§ **任務目標**:
1. 請將談鄧石如篆書的那段文字,從“鄧石如篆書的變法,對後世產生”起,一直到“充套件和延伸,從而各自形成了鮮明的個性。”為止(含這幾個字),一字不改地印出來。
2. 談鄧石如篆書及其後繼者的那段文字停在最後一句,你能從那句之後接著寫下去嗎?

── 網頁摘錄 ──

鄧石如篆書的變法,對後世產生著深遠的影響。“完白得力處在以隸筆為篆,吾嘗謂篆法之有鄧石如,猶儒家之有孟子,禪家之有大鑒禪師,皆直指本心,使人自證自悟,皆具廣大神力功德,以為教化主,天下有識者,當自知之也。”(《廣藝舟雙楫》)在康有為心目中,鄧石如就是篆字書法的“教主”。鄧石如之後,追隨者沿著他開闢的路徑繼續著篆書的傳承。

客觀冷靜地分析,鄧石如篆書無疑還有待發展。清代後期書壇上,一些有識之士開始有意識地從鄧石如的蔭附中脫離出來,另闢蹊徑,尋找新的出路。吳熙載、楊沂孫、徐三庚、趙之謙、吳昌碩等人,在繼承的基礎上又不斷出新。

李剛田先生曾做過分析:吳熙載在鄧氏篆書之“實”中稍加虛靈,更見純熟;徐三庚誇張了鄧氏篆書的疏密對比,以流動、飄逸的線條自創一格;趙之謙繼承鄧氏融合秦漢的思想和殺鋒用筆的技巧,於方勁嚴整之中見秀姿;吳昌碩加強長鋒羊毫作書而產生的筆力蒼厚之感,使線條具有金文意味,並將行草書體勢引進篆書。他們往往以鄧石如書法風格的某個方面為突破點加以擴充套件和延伸,從而各自形成了鮮明的個性。

如果從創作成就上論,他們中的許多人已經超越了鄧石如,有出藍之譽。尤其是清末民初的吳昌碩,他打破篆書結構的正勢,並把《石鼓文》結體糅合進來,“從鄧到吳經過了一百多年,才完成了篆書從用筆到結構打破‘二李’之正而走向正側變化的過程”,篆書“終於走上了以追求筆墨變化和結構變化為特點的藝術之路” 。

客觀地說,篆書藝術發展過程中,不無例外地,人們孜孜追求字形、筆法上的變化,而在氣韻上總有點讓我們覺得意猶未盡。鄧石如身後,由於金石考據研究的不斷髮展,碑學運動更加深入,書法研究也不斷地向更早溯源,書法審美觀隨之發生變化。清後期書家不斷擴大取法範圍,廣泛吸收先秦的金文、秦漢詔版文、璽印文、磚瓦文、符節文等,在篆書創作上各有建樹。獨具風格者有吳大瀓、吳昌碩等人。

───
── 原始條目 ──

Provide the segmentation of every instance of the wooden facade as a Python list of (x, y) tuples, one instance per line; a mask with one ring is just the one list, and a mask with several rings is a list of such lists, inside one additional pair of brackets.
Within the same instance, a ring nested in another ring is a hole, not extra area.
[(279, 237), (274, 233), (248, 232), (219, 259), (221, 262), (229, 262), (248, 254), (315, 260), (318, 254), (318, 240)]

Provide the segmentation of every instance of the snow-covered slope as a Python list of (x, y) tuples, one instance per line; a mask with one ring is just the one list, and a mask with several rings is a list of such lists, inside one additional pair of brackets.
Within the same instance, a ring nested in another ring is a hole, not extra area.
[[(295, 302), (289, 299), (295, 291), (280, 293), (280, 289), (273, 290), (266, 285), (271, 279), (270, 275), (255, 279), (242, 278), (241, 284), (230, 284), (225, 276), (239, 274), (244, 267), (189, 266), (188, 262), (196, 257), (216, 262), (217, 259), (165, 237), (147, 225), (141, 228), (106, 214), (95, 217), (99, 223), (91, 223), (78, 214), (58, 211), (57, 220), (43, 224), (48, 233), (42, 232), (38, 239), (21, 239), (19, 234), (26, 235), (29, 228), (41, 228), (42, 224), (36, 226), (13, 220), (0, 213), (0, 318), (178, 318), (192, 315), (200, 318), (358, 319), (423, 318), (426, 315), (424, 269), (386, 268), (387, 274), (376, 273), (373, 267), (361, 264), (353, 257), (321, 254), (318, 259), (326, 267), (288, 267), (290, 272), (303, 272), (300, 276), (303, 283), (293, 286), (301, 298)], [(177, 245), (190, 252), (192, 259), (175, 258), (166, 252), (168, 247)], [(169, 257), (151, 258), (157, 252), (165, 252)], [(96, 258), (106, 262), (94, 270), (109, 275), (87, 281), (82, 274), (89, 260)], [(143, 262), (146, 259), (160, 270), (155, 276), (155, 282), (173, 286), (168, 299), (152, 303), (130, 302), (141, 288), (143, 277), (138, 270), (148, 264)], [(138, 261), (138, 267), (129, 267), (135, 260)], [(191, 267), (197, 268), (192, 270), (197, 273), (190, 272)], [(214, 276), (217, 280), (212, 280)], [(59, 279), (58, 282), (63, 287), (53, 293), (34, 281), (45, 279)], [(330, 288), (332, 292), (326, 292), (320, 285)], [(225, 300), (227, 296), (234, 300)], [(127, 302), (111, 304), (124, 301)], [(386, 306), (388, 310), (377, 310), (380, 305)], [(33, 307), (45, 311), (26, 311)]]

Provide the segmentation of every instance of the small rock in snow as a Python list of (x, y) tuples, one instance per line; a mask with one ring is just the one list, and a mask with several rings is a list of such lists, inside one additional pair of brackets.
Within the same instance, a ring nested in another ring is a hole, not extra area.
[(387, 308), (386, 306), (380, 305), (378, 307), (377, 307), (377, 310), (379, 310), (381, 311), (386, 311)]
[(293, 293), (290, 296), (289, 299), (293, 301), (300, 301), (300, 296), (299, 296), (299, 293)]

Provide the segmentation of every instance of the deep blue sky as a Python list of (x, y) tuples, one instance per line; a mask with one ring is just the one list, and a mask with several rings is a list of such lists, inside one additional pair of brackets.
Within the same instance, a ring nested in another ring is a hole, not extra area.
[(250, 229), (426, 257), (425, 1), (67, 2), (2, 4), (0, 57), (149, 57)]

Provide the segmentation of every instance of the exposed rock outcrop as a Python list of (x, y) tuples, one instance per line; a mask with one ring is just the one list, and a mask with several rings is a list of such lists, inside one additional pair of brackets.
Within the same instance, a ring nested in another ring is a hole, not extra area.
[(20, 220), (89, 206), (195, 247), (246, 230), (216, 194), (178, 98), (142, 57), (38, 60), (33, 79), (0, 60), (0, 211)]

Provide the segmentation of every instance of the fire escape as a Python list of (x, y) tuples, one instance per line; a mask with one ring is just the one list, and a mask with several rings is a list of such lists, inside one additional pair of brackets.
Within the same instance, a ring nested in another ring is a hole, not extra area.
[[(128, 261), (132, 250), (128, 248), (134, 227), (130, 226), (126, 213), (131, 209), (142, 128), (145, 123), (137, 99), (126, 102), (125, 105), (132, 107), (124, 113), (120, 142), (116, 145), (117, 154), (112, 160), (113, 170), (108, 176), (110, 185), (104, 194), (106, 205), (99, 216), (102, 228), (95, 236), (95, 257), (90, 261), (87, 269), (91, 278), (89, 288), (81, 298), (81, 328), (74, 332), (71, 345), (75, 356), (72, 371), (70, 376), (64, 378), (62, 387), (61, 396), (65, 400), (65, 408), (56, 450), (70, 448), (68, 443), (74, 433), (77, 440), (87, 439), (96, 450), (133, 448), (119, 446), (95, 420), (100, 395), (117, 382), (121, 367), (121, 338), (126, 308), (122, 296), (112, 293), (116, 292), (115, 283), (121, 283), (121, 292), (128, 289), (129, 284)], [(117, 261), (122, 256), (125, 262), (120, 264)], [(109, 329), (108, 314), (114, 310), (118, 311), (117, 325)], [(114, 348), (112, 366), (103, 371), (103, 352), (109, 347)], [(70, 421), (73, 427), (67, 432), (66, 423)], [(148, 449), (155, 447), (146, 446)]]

───

§ **作答內容**:
1.
鄧石如篆書的變法,對後世產生著深遠的影響。“完白得力處在以隸筆為篆,吾嘗謂篆法之有鄧石如,猶儒家之有孟子,禪家之有大鑒禪師,皆直指本心,使人自證自悟,皆具廣大神力功德,以為教化主,天下有識者,當自知之也。”(《廣藝舟雙楫》)在康有為心目中,鄧石如就是篆字書法的“教主”。鄧石如之後,追隨者沿著他開闢的路徑繼續著篆書的傳承。

客觀冷靜地分析,鄧石如篆書無疑還有待發展。清代後期書壇上,一些有識之士開始有意識地從鄧石如的蔭附中脫離出來,另闢蹊徑,尋找新的出路。吳熙載、楊沂孫、徐三庚、趙之謙、吳昌碩等人,在繼承的基礎上又不斷出新。

李剛田先生曾做過分析:吳熙載在鄧氏篆書之“實”中稍加虛靈,更見純熟;徐三庚誇張了鄧氏篆書的疏密對比,以流動、飄逸的線條自創一格;趙之謙繼承鄧氏融合秦漢的思想和殺鋒用筆的技巧,於方勁嚴整之中見秀姿;吳昌碩加強長鋒羊毫作書而產生的筆力蒼厚之感,使線條具有金文意味,並將行草書體勢引進篆書。他們往往以鄧石如書法風格的某個方面為突破點加以擴充套件和延伸,從而各自形成了鮮明的個性。

2.
吳大瀓一生研究金石,其篆書吸收了石鼓、金文的意趣而朴茂疏朗;吳昌碩在篆書上力攻《石鼓文》,並陶熔三代金石文字,取勢峻拔,筆力雄厚。清後期篆書藝術得到長足的發展,從甲骨文到大小篆諸體,書家都進行過嘗試並取得成功。人們透過字法、筆法的變化,形成了多種創作樣式。篆書發展已經很成熟了,往前走一步都很難。吳昌碩篆書結構過於講究姿態,用筆過於追求生辣,表現出對形式的在意,使我們覺得缺乏一種精神。苦心經營而稍有偏差,就顯得“做作”,違背了書法藝術精神。

書法研究丨鄧石如篆書的變法及其對後世影響

鄧石如篆書四條屏(二)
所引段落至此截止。